(Article):
--*--
Perhaps the most magical address in London is 18 Folgate Street in Spitalfields, otherwise known as Dennis Severs’ House. I wrote a piece about its Christmas display for The Times several years ago (unfortunately not now available free online), but I hope to write again about its “everyday” face soon.

In the meantime, I’ve been reading Severs’ own description of it and its (re)creation as a piece of living history, simply titled 18 Folgate Street: The Tale of A House in Spitalfields. The book is as delightfully nutty and eccentric as the house in the flesh. (Although I have to confess I’m not entirely convinced by his naive-style collages, which illustrate it.)

Yet it does explain the house very well. Indeed if I had to sum it up on one phrase it is in his definition of atmosphere as “the space between things. Severs, an American who emigrated to London to seek his natural home, created what might be called an imaginary theatre display – a whole family lives – eats, sleeps and breathes – in the house, but they’ve always just left the room before you entered – leaving a scent, a half-eaten apple, or other similar signs of their presence.

It is fascinating to read what is original in the house, and the huge job that Severs, with no income (he lived on scavenged vegetables from the nearby market, cooked in the fireplaces with broken-up pallets from the same source), during the reconstruction), took on. He describes the kitchen: “Though much of the ceiling was lying under my feet on the floor and the carcass of a dead dog had been tossed through a broken window from the street, the fabric of the room was complete. The original dresser and wooden interior was here, the sash windows with thick glazing cars, the fireplace and even the original lead plumbing and linseed white paint, all honey-brown with age.”

Upstairs, the drawing room “was a real mess. The panelling had been covered with a thin board, and then wallpapered and more recently painted a pale violet. Literally thousands of nails had to be removed and each hole filled … £185, four dozen candles, two borrowed tools and a kerbstone outside to employ as a sandpaper were really all I had.”
--*--
(What to work on):
• 1. For each statement, decide whether the article about Dennis Severs' House agrees with it and give the words from the article that settle it: (a) Severs was an American who emigrated to London. (b) The writer's Times piece on the house's Christmas display can now be read free online. (c) The kitchen's original dresser was gone when Severs found the room.
• 2. Retype the part of the article about Dennis Severs' House starting with "Yet it does" and going on through "of their presence.".
• 3. At what address does the article about Dennis Severs' House place the house?

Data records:
--*--
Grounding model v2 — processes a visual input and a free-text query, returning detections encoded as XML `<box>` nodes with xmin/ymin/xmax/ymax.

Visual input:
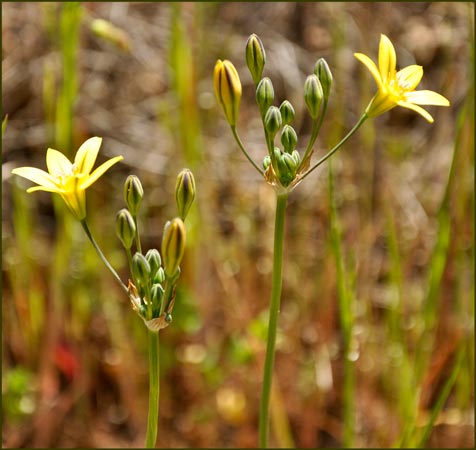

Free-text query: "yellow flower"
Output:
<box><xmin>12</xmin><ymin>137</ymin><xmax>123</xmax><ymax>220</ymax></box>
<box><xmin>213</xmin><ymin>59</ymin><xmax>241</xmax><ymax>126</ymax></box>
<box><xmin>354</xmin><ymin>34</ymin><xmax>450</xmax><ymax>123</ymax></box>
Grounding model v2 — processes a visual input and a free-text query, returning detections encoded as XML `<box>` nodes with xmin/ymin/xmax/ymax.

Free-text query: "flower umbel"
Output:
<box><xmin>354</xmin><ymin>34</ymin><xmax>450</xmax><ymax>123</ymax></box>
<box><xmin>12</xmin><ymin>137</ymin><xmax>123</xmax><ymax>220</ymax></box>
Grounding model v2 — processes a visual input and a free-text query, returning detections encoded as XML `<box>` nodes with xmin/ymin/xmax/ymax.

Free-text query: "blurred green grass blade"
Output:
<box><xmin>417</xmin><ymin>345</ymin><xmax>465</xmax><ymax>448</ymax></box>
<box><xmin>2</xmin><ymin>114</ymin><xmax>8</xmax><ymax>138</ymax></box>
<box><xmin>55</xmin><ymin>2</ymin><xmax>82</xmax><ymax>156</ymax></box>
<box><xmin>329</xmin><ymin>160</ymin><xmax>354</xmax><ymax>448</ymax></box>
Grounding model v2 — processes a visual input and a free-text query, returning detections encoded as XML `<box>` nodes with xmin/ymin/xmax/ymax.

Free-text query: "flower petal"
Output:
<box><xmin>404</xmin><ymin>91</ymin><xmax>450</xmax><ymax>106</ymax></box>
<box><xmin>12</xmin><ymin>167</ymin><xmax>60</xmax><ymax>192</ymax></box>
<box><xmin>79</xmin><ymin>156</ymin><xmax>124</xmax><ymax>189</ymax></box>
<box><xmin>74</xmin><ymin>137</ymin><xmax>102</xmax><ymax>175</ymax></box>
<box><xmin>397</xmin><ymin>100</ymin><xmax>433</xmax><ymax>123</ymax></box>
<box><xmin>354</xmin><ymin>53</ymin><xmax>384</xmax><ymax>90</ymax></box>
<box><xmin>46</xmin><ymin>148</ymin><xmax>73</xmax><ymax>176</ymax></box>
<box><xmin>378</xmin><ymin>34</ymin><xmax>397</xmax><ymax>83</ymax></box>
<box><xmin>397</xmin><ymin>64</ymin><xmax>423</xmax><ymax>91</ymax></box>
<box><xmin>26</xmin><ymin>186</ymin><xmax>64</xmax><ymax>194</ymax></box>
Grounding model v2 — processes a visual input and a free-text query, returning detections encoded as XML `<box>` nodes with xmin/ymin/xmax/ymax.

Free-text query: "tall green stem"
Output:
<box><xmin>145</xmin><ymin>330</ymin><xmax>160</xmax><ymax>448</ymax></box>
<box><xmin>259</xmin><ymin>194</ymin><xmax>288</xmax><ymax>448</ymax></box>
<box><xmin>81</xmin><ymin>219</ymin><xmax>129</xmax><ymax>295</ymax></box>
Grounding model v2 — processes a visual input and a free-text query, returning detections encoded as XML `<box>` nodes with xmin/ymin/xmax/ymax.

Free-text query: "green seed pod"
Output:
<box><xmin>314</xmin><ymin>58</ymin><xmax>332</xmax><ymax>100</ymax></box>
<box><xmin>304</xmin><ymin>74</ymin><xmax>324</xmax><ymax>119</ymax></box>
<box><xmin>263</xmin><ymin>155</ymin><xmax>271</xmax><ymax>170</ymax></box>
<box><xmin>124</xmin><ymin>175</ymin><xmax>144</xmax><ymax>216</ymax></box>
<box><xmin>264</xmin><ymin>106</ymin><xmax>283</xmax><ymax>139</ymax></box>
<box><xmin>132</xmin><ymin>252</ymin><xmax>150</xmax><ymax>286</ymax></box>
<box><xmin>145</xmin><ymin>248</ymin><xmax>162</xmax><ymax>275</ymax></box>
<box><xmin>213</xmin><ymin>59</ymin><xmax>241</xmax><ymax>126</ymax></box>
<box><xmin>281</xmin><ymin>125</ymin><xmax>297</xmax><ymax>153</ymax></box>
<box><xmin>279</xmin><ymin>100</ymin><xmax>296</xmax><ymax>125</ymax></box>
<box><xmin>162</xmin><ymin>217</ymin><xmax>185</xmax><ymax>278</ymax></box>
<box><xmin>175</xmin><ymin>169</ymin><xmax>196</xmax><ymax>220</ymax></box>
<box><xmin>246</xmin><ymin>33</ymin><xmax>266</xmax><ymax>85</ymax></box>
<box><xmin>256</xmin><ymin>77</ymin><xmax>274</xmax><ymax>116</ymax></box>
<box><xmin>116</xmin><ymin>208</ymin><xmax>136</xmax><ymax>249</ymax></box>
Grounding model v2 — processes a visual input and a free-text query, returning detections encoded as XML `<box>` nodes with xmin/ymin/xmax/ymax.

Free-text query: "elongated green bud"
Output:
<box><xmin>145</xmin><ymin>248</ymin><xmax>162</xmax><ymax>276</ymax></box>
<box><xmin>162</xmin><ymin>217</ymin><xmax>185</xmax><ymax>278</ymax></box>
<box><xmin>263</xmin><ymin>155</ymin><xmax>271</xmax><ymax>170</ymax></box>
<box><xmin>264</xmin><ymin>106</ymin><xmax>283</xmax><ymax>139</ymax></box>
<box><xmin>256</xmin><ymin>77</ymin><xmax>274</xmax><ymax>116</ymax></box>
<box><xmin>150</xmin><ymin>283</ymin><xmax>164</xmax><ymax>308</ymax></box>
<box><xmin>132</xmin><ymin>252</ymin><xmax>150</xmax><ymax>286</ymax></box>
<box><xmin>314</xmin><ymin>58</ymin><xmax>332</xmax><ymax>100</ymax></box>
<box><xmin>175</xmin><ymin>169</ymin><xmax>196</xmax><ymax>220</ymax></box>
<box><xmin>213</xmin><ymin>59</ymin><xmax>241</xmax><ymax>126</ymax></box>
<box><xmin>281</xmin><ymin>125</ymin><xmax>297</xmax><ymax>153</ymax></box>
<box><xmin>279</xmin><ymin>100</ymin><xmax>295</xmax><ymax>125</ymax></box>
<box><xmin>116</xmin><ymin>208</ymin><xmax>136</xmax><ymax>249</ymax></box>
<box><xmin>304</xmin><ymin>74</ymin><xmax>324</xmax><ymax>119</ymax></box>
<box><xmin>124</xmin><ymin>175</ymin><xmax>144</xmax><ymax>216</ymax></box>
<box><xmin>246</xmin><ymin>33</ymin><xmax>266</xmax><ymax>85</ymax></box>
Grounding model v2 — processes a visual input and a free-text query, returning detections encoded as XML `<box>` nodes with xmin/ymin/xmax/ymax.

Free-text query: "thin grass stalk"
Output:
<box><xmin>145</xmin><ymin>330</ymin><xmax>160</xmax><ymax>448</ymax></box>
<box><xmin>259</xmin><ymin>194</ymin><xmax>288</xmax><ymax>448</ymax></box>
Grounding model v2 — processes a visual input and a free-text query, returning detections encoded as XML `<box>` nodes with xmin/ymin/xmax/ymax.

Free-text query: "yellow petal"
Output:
--*--
(Answers for this exercise):
• 1.
(a) Yes: "Severs, an American who emigrated to London to seek his natural home"
(b) No: "unfortunately not now available free online"
(c) No: "The original dresser and wooden interior was here"

• 2.
Yet it does explain the house very well. Indeed if I had to sum it up on one phrase it is in his definition of atmosphere as “the space between things. Severs, an American who emigrated to London to seek his natural home, created what might be called an imaginary theatre display – a whole family lives – eats, sleeps and breathes – in the house, but they’ve always just left the room before you entered – leaving a scent, a half-eaten apple, or other similar signs of their presence.

• 3. 18 Folgate Street in Spitalfields